Dataset entries »
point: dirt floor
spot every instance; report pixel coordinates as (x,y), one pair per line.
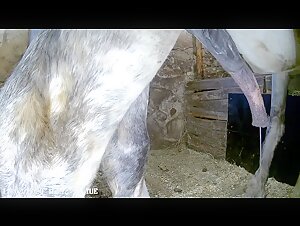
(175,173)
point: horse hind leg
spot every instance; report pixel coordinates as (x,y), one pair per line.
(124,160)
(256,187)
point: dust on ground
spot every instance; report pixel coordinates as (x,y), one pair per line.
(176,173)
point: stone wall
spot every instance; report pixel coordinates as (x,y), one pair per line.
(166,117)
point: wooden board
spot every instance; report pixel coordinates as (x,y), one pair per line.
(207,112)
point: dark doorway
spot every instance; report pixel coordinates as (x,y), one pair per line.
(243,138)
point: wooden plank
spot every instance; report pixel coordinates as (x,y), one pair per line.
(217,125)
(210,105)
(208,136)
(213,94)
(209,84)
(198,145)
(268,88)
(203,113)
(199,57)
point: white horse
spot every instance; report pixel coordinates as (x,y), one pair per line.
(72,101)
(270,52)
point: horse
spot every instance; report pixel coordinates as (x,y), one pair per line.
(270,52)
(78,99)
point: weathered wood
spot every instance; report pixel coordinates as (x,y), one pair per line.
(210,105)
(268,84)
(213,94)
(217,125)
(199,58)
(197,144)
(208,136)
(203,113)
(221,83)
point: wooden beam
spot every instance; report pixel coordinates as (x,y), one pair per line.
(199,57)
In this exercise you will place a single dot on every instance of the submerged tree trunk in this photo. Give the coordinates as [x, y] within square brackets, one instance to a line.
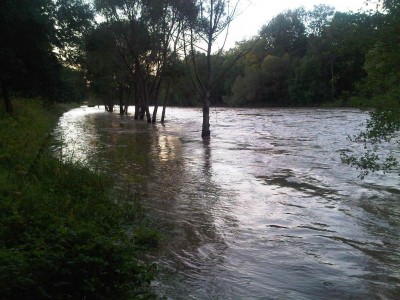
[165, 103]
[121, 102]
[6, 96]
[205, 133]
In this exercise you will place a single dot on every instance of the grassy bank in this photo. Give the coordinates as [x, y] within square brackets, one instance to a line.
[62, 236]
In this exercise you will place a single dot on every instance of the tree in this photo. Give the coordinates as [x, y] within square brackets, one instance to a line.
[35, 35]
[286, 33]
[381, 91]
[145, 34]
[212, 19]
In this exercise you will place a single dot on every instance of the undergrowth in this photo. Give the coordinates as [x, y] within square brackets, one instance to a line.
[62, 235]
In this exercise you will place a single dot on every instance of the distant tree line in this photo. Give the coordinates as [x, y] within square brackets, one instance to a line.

* * *

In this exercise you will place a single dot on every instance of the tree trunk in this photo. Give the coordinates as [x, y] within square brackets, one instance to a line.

What needs to be done »
Write out every line of the data that holds the word "horse".

The answer »
point: horse hind leg
point: white horse
point: horse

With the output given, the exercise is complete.